### Exercise
Rewrite every line of the records below as a numbered list, leaving out any blank lines.

### Material for this task
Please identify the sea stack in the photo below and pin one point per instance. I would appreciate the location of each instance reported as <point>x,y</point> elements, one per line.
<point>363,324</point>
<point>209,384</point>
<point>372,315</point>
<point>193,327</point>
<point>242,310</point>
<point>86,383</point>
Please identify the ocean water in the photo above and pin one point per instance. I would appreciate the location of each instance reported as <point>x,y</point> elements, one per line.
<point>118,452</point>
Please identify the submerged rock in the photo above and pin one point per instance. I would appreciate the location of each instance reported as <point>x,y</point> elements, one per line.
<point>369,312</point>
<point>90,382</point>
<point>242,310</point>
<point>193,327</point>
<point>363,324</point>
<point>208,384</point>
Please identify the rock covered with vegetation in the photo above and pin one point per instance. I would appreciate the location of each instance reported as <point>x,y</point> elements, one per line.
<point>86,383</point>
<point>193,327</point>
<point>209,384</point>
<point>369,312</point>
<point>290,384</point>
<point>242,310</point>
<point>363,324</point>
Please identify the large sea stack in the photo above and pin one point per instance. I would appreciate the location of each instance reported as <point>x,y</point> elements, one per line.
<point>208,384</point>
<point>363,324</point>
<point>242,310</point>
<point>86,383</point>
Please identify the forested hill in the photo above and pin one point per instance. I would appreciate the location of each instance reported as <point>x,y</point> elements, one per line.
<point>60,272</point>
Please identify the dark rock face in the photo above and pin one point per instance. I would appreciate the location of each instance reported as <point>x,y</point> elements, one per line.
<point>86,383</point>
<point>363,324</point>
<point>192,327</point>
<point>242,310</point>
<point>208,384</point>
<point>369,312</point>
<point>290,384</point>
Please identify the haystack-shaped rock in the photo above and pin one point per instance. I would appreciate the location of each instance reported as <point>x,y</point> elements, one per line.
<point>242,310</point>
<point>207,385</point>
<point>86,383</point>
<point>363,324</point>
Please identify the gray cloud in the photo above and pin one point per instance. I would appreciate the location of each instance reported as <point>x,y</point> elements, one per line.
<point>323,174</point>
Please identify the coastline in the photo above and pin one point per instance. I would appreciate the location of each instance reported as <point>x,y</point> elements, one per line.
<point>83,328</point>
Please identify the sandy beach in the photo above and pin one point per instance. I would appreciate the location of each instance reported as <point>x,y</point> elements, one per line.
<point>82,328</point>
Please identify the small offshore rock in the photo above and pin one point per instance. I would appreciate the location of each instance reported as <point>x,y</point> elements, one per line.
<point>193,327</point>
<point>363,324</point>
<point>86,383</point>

### Response for this exercise
1. Please identify the sea stack in the photo below and pin one point per instance. I would appreciate the location of each instance reported as <point>x,y</point> elements, one per line.
2. <point>363,324</point>
3. <point>209,384</point>
4. <point>372,315</point>
5. <point>193,327</point>
6. <point>242,310</point>
7. <point>86,383</point>
8. Please identify the ocean water in the photo above and pin one point per instance. I would appreciate the location of each instance reported as <point>x,y</point> elements, one per line.
9. <point>118,452</point>
10. Please identify the submerged rock in the photo above and pin one point per instance. I would appreciate the location of each instance reported as <point>x,y</point> elements, one per line.
11. <point>369,312</point>
12. <point>90,382</point>
13. <point>242,310</point>
14. <point>193,327</point>
15. <point>363,324</point>
16. <point>208,384</point>
17. Please identify the rock covered with vegetation in the photo above and pin one point per instance. I would appreciate the location of each instance reported as <point>x,y</point> elements, one per line.
18. <point>86,383</point>
19. <point>193,327</point>
20. <point>209,384</point>
21. <point>369,312</point>
22. <point>290,384</point>
23. <point>242,310</point>
24. <point>363,324</point>
25. Please identify the large sea stack in the photo above and pin one point per instance. I would appreciate the location of each instance reported as <point>x,y</point> elements, one per line.
26. <point>208,384</point>
27. <point>363,324</point>
28. <point>242,310</point>
29. <point>86,383</point>
30. Please identify the forested hill in the photo above and pin one point per instance. I would appreciate the location of each instance reported as <point>x,y</point> elements, one per line.
31. <point>60,272</point>
32. Please identify the dark rock face in the photo above and pin one point per instance. I would appreciate the location of each instance reported as <point>x,y</point> elements, one per line.
33. <point>86,383</point>
34. <point>363,324</point>
35. <point>192,327</point>
36. <point>242,310</point>
37. <point>208,384</point>
38. <point>369,312</point>
39. <point>290,384</point>
40. Please identify the haystack-shaped rock in the photo above and pin one point per instance. I would appreciate the location of each instance reported as <point>x,y</point> elements, one per line.
41. <point>242,310</point>
42. <point>207,385</point>
43. <point>86,383</point>
44. <point>363,324</point>
45. Please identify the gray cloud in the photo above and pin one point per instance. I would appreciate the location of each instance reported as <point>x,y</point> elements, one per line.
46. <point>323,174</point>
47. Please identify the coastline in the photo above and pin one point per instance. I would appreciate the location of each instance reported as <point>x,y</point> elements, one per line.
48. <point>83,328</point>
49. Please identify the sandy beach in the photo above and pin one point per instance. I would appreciate the location of each instance reported as <point>x,y</point> elements, one per line.
50. <point>82,328</point>
51. Please identify the small offshore rock in the photo above and pin one point per instance. I would appreciate the location of each instance reported as <point>x,y</point> elements, one per line.
52. <point>193,327</point>
53. <point>363,324</point>
54. <point>86,383</point>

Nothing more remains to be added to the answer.